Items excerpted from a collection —
◇ ◇ ◇ ◇ ◇

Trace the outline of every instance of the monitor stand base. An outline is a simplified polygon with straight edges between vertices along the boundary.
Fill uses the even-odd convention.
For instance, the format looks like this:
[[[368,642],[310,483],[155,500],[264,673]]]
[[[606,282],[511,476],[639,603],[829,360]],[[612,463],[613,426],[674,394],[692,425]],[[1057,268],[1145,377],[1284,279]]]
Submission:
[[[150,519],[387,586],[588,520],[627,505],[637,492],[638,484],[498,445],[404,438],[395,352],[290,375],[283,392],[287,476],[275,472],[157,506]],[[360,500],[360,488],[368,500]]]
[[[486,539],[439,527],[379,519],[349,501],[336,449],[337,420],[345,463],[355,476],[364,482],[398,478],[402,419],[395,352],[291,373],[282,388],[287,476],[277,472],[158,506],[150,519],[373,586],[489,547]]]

◇ ◇ ◇ ◇ ◇

Required work — Convert the items above into a Markdown table with the columns "Row" and "Line," numbering each nonblank line in order and giving it its own row.

Complete output —
| Row | Line |
|---|---|
| 1 | Trace the outline of every instance of the monitor stand base. An outline is a simplified polygon with straight edges between vertices along the boundary. |
| 2 | Fill uses the even-odd convention. |
| 3 | For instance, the format looks like this: |
| 4 | [[[368,642],[310,483],[155,500],[264,673]]] |
| 5 | [[[606,282],[511,476],[639,603],[829,360]],[[612,463],[613,426],[674,394],[692,425]],[[1057,268],[1145,377],[1284,279]]] |
| 6 | Submission: |
| 7 | [[[150,519],[387,586],[588,520],[627,505],[637,492],[638,484],[498,445],[404,438],[395,352],[290,375],[283,392],[287,476],[275,472],[157,506]],[[360,500],[360,488],[368,500]]] |
| 8 | [[[486,539],[439,527],[379,519],[349,501],[336,449],[337,420],[345,463],[355,476],[364,482],[398,478],[402,419],[395,352],[291,373],[282,388],[287,476],[277,472],[158,506],[150,519],[373,586],[489,547]]] |